Task to complete:
Render every line of the rows below as a numbered list, skipping blank lines. Omit the pictures.

####################

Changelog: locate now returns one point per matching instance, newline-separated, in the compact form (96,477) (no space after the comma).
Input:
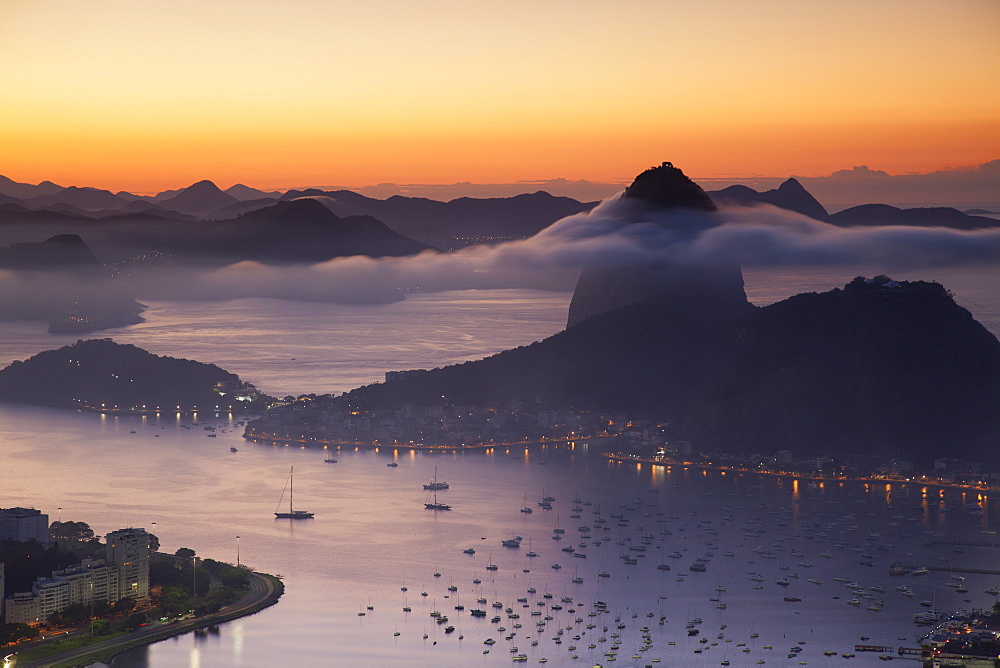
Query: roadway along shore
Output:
(264,592)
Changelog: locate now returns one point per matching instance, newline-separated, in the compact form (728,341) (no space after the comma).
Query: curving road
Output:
(261,590)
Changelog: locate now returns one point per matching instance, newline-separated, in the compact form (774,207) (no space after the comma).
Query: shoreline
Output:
(275,440)
(624,459)
(265,591)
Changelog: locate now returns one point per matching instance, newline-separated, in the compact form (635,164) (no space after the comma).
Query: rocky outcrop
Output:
(101,374)
(701,292)
(789,195)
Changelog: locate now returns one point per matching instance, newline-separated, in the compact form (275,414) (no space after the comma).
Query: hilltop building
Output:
(24,524)
(123,573)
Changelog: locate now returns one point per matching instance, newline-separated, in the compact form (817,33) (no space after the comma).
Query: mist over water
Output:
(372,536)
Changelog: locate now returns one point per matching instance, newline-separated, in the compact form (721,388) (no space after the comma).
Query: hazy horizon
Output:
(859,184)
(145,96)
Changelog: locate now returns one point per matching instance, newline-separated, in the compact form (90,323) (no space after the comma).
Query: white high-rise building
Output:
(24,524)
(123,574)
(128,549)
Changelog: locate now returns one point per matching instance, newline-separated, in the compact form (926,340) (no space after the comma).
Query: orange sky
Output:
(145,96)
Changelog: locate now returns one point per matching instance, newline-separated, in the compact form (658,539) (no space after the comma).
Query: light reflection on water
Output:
(372,536)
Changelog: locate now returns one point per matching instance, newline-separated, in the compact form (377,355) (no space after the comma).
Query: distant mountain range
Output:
(887,368)
(70,288)
(53,209)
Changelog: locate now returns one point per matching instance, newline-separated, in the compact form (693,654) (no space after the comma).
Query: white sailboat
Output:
(292,514)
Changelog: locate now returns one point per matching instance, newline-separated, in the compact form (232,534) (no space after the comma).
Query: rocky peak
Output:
(692,293)
(666,186)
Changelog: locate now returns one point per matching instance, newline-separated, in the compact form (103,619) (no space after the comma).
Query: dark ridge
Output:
(897,369)
(100,373)
(789,195)
(667,187)
(883,214)
(692,291)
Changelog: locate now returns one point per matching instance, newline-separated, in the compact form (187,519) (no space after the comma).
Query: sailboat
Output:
(292,514)
(434,484)
(435,505)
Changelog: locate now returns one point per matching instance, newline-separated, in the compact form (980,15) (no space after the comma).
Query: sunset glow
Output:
(147,96)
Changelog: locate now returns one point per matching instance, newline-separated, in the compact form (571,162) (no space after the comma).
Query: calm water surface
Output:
(372,536)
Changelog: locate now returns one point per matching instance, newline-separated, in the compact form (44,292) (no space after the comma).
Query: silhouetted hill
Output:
(789,195)
(81,198)
(244,193)
(699,292)
(65,252)
(100,373)
(26,190)
(877,367)
(469,219)
(304,230)
(241,207)
(70,288)
(883,214)
(198,198)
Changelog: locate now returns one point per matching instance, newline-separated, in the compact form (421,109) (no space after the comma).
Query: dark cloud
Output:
(617,232)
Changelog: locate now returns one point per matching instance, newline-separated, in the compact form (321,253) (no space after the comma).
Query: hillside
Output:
(70,287)
(101,374)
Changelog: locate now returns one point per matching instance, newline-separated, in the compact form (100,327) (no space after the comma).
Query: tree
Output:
(77,531)
(134,621)
(13,632)
(124,605)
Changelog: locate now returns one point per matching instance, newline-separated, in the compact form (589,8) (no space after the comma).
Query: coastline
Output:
(624,459)
(264,592)
(326,443)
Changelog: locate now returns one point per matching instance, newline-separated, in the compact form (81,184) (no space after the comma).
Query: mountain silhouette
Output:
(23,191)
(198,198)
(466,219)
(691,291)
(101,373)
(883,214)
(244,193)
(72,289)
(881,367)
(789,195)
(81,198)
(303,230)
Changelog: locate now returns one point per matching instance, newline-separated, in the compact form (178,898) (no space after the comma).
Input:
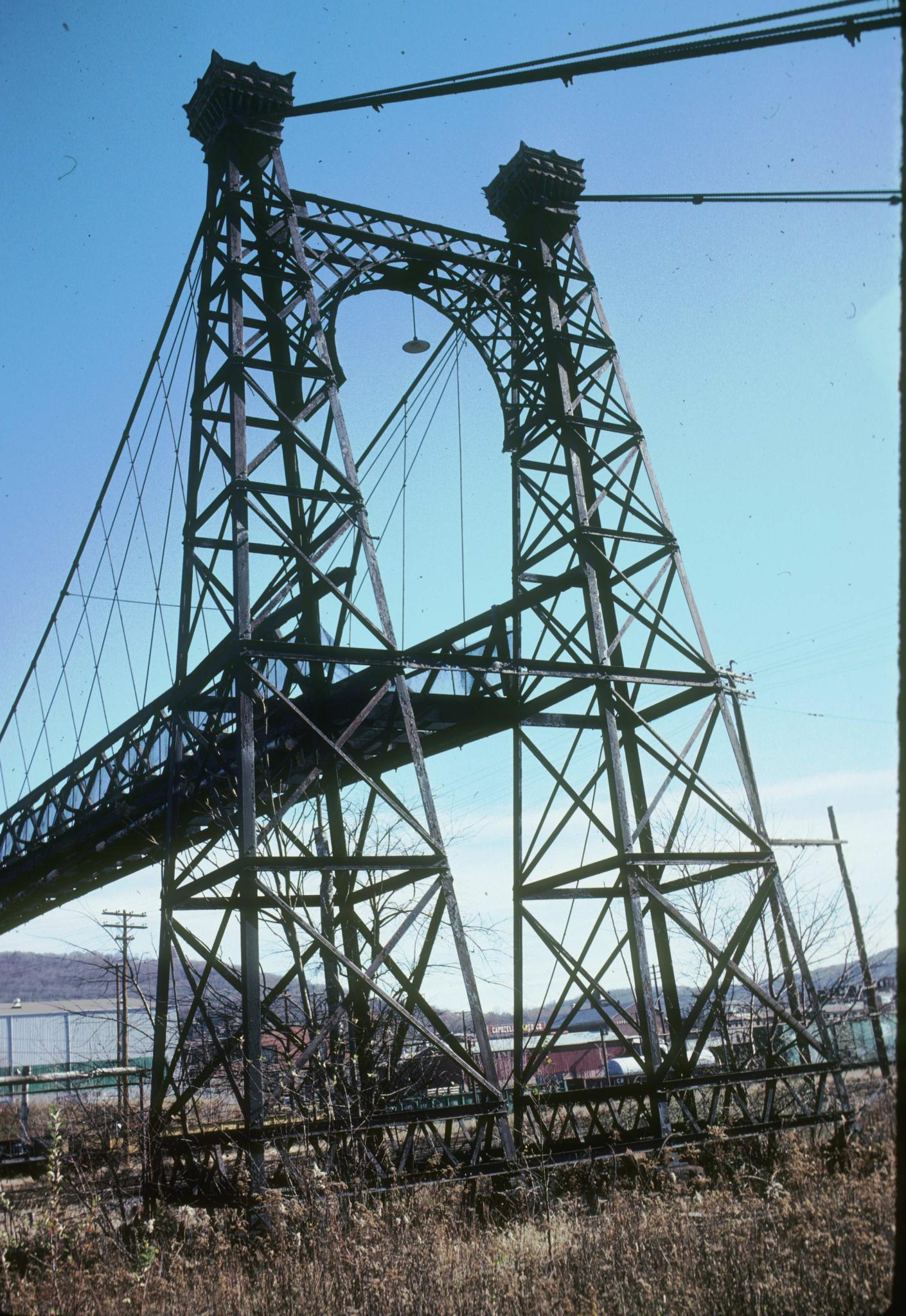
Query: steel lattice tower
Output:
(268,774)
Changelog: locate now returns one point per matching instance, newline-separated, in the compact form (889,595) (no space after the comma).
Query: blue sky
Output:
(760,342)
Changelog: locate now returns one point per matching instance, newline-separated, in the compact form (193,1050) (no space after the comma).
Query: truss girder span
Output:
(282,781)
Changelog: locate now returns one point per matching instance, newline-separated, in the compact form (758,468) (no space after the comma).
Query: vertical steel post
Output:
(868,981)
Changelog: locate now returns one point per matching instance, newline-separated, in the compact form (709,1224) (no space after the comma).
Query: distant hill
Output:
(46,975)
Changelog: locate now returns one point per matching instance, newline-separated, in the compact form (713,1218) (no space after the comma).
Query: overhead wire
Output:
(695,42)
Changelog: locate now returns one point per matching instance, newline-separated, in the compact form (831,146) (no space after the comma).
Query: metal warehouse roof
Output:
(567,1041)
(91,1006)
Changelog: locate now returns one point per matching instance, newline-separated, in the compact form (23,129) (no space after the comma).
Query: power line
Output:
(889,197)
(697,42)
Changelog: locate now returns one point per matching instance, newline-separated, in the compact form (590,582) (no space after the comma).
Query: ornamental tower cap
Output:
(243,99)
(537,191)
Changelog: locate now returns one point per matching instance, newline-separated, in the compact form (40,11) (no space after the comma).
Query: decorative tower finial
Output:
(537,190)
(238,98)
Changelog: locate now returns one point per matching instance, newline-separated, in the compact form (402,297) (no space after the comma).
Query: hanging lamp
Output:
(415,344)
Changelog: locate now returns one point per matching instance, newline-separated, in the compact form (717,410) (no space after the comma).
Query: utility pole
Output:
(868,981)
(123,932)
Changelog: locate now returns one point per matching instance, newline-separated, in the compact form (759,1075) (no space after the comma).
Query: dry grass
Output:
(794,1227)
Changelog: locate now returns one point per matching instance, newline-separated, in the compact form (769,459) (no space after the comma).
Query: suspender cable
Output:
(406,441)
(459,427)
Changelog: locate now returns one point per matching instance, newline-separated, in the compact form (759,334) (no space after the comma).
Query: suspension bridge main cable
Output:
(885,197)
(789,25)
(121,447)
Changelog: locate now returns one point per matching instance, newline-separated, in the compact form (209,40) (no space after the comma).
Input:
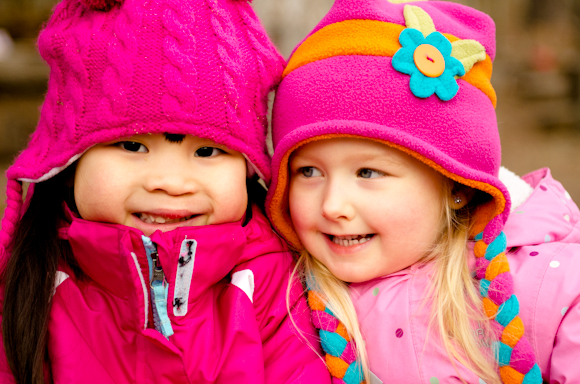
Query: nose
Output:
(174,177)
(337,203)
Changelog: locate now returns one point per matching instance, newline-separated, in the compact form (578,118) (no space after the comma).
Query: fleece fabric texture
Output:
(98,330)
(543,240)
(365,92)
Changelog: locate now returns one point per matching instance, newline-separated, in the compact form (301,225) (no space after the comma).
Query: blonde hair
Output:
(456,302)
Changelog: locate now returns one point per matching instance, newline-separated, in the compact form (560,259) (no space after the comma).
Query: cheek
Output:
(230,192)
(302,210)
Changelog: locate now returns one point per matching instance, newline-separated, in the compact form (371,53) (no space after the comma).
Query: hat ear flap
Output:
(12,215)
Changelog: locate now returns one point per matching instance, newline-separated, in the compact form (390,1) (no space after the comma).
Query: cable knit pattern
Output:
(125,67)
(119,74)
(267,61)
(228,52)
(180,73)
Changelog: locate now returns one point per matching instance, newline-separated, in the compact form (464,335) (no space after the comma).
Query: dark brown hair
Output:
(29,279)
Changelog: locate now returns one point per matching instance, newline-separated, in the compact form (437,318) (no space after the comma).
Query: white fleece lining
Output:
(145,295)
(183,278)
(245,281)
(58,279)
(518,189)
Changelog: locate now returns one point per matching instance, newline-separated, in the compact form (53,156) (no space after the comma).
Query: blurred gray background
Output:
(536,76)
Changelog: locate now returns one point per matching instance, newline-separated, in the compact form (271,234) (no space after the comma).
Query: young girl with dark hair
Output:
(141,254)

####################

Answer to this task:
1. Changelog: locate now returns one point per matching instance, newline-separated, in the compact form (96,477) (no space after the comma).
2. Input:
3. Query: roadway along shore
4. Output:
5. (264,592)
6. Changelog: locate now returns one point per matching instance, newline-separated, in the compact form (728,341) (no space after the comma).
7. Query: curving road
8. Output:
9. (261,590)
10. Changelog: locate now returns one point per matching instance, newline-separated, in the compact form (774,207) (no space after the comma).
11. Query: shoreline
12. Output:
13. (275,440)
14. (624,459)
15. (265,591)
16. Changelog: locate now returns one point per matching instance, newline-separated, in the compact form (635,164) (no space after the comma).
17. Query: rocky outcrop
18. Output:
19. (101,374)
20. (701,292)
21. (789,195)
22. Changelog: locate now returns one point per matching instance, newline-separated, in the compact form (275,414) (no space after the comma).
23. Query: hilltop building
24. Output:
25. (24,524)
26. (123,573)
27. Changelog: locate now returns one point per matching instance, newline-separated, in the compact form (817,33) (no space after the comma).
28. Query: mist over water
29. Output:
30. (372,536)
31. Changelog: locate now returns one point per matching instance, newline-separated, in the compact form (721,388) (no space after the comma).
32. Query: hazy horizon
33. Output:
34. (859,184)
35. (145,96)
36. Changelog: locate now returns one point per matching instance, newline-separated, in the compact form (90,323) (no space after the comma).
37. Query: white high-rise building
38. Output:
39. (24,524)
40. (123,574)
41. (128,549)
42. Changelog: locate now returns one point per matching instance, newline-separated, in the compact form (926,340) (no space after the comma).
43. Query: orange sky
44. Output:
45. (145,96)
46. Changelog: locate now returns one point per matching instance, newline-separated, in the compact form (658,539) (no space after the comma).
47. Query: light reflection on water
48. Output:
49. (372,536)
50. Changelog: locate now returns one point per matching instance, newline-separated, in the compact form (377,355) (no space after the comma).
51. Query: distant mountain range
52. Output:
53. (887,368)
54. (70,288)
55. (53,209)
56. Changelog: locate now returns one point per matching instance, newline-separated, in the compact form (693,654) (no space after the comma).
57. Query: white sailboat
58. Output:
59. (292,514)
60. Changelog: locate now returns one point per matching instance, newline-separated, in the compact form (232,534) (no space after the comma).
61. Query: rocky peak
62. Output:
63. (692,293)
64. (666,186)
65. Changelog: locate now returns one point per matching instance, newline-separated, in the compact form (103,619) (no space after the comma).
66. Query: dark ridge
67. Output:
68. (897,369)
69. (100,373)
70. (789,195)
71. (667,187)
72. (883,214)
73. (692,291)
74. Changelog: locate now returns one point per matching instance, newline-separated, in the compact form (187,519) (no space after the comma).
75. Query: sailboat
76. Output:
77. (292,514)
78. (434,484)
79. (435,505)
80. Changelog: locate now returns one point per matching instance, newline-separated, in the compact form (980,15) (no space after the comma).
81. Query: sunset glow
82. Output:
83. (147,96)
84. Changelog: locate now returns one point per matching instance, newline-separated, in the compact form (571,162) (no space after the comma).
85. Query: calm water surface
86. Output:
87. (372,536)
88. Changelog: locate now returns one point per matching instance, newline-separated, in the compact form (44,292) (no space after the comma).
89. Query: silhouetted hill
90. Output:
91. (789,195)
92. (81,198)
93. (244,193)
94. (699,292)
95. (65,252)
96. (100,373)
97. (26,190)
98. (877,367)
99. (469,219)
100. (304,230)
101. (241,207)
102. (70,288)
103. (883,214)
104. (198,198)
105. Changelog: locate now returns one point per matching instance, newline-separated, in the compact form (421,109) (no space after the comma).
106. Query: dark cloud
107. Output:
108. (617,232)
109. Changelog: locate now returns one point per matching instance, newline-separated, in the compact form (321,253) (no space after the comma).
110. Query: hillside
111. Output:
112. (70,287)
113. (101,374)
114. Changelog: locate now returns one point per matching instance, newline-separated, in the compact form (100,327) (no space after the comma).
115. Query: tree
116. Output:
117. (77,531)
118. (134,621)
119. (13,632)
120. (124,605)
121. Changelog: locate now returns one point per matching instance, newline-separated, in the compact form (589,8) (no space after the comma).
122. Query: coastline
123. Output:
124. (624,459)
125. (264,592)
126. (326,443)
127. Changelog: locate now returns one point per matching instance, newline-separated, in the compact form (81,184) (no space after the comma).
128. Query: mountain silhouette
129. Output:
130. (23,191)
131. (198,198)
132. (466,219)
133. (691,291)
134. (101,373)
135. (883,214)
136. (244,193)
137. (72,289)
138. (881,367)
139. (789,195)
140. (81,198)
141. (303,230)
142. Changelog: locate now returns one point per matching instance, newline-separated, in the compact form (178,898) (no space after the comma).
143. Input:
144. Query: steel lattice tower
145. Output:
146. (268,774)
147. Changelog: locate now returns one point per matching instance, newline-separated, in the compact form (889,595) (no space after the comma).
148. Query: blue sky
149. Output:
150. (760,342)
151. Changelog: locate now returns one point per matching instance, newline-separated, in the compact form (193,1050) (no space after the comma).
152. Query: truss girder span
153. Output:
154. (282,781)
155. Changelog: locate now returns one point per matching instance, newline-separated, in the compact form (758,468) (no space after the comma).
156. Query: vertical steel post
157. Output:
158. (868,981)
159. Changelog: locate now returns one point per matching instance, newline-separated, in the compact form (709,1224) (no space after the comma).
160. Query: distant hill
161. Output:
162. (46,975)
163. Changelog: locate now returns one point per matching instance, newline-separated, in the compact form (713,1218) (no space after the comma).
164. Query: overhead wire
165. Output:
166. (695,42)
167. Changelog: locate now returns one point per matching instance, newline-separated, in the compact form (831,146) (no space after the comma).
168. Query: metal warehouse roof
169. Output:
170. (567,1041)
171. (91,1006)
172. Changelog: locate now returns one point per matching instance, newline-separated, in the compact form (23,129) (no space after the comma).
173. Query: power line
174. Output:
175. (889,197)
176. (697,42)
177. Changelog: locate now returns one point per matching instance, newline-separated, in the compact form (590,582) (no space after the comma).
178. Query: ornamental tower cap
179. Output:
180. (243,99)
181. (537,191)
182. Changelog: locate now returns one point per matching instance, newline-separated, in the compact form (40,11) (no space after the comma).
183. Query: decorative tower finial
184. Output:
185. (537,190)
186. (238,98)
187. Changelog: locate now returns one point per matching instance, newline-separated, in the compact form (402,297) (no space after the comma).
188. Query: hanging lamp
189. Output:
190. (415,344)
191. Changelog: locate now returns one point per matching instance, newline-separated, in the compact form (717,410) (no space after the comma).
192. Query: utility pole
193. Output:
194. (868,981)
195. (123,932)
196. Changelog: locate now returns one point per matching instance, newline-separated, in the compact form (759,1075) (no space after the comma).
197. Query: dry grass
198. Output:
199. (794,1227)
200. Changelog: locate now returns one point per matching instance, newline-separated, in the compact form (769,459) (no space after the comma).
201. Query: suspender cable
202. Output:
203. (406,441)
204. (459,427)
205. Changelog: locate now returns one point per matching instance, newline-separated, in the compact form (759,334) (no space after the comma).
206. Query: suspension bridge main cable
207. Output:
208. (885,197)
209. (789,25)
210. (121,447)
211. Changelog: locate now returns one point per matching instance, newline-separated, in the compact form (209,40) (no space after the comma).
212. Input:
213. Query: nose
214. Output:
215. (174,177)
216. (337,203)
217. Changelog: locate now returns one point per matching instance, newline-separated, in the compact form (578,118) (no space after the comma).
218. Query: fleece fabric texture
219. Output:
220. (98,330)
221. (543,240)
222. (365,92)
223. Changelog: locate now returns one point per matching instance, newline-separated, in the compact form (301,225) (no space after the comma).
224. Query: blonde hair
225. Output:
226. (456,302)
227. Changelog: locate now returns one point per matching instance, newline-separated, in the compact form (560,259) (no space after the comma).
228. Query: cheek
229. Output:
230. (230,192)
231. (302,210)
232. Changelog: locate now returns one point per matching instance, newline-separated, in the compact form (371,53) (no space after the comma).
233. Query: hat ear flap
234. Output:
235. (12,215)
236. Changelog: locate now returns one point per matching instance, newline-separated, in the compact form (390,1) (no space after the comma).
237. Query: cable knit pattern
238. Output:
239. (125,67)
240. (119,74)
241. (267,61)
242. (228,52)
243. (180,73)
244. Changelog: locate now returns one point per matching instance, newline-separated, in the compact form (464,335) (no space after the comma).
245. Query: dark brown hair
246. Output:
247. (29,279)
248. Changelog: locate now returns one point per matching instance, newline-separated, in the compact form (437,318) (no space after the comma).
249. Query: white fleece lining
250. Output:
251. (145,295)
252. (183,278)
253. (245,281)
254. (58,279)
255. (518,189)
256. Changelog: locate now returns one point per matching instance, newline-separated, in the compact form (53,156) (no space after the comma).
257. Query: blurred gray background
258. Output:
259. (536,76)
260. Changelog: locate now returns one point per matching instance, newline-separated, in the compact form (271,234) (no space after the comma).
261. Query: young girl with dark hair
262. Output:
263. (141,254)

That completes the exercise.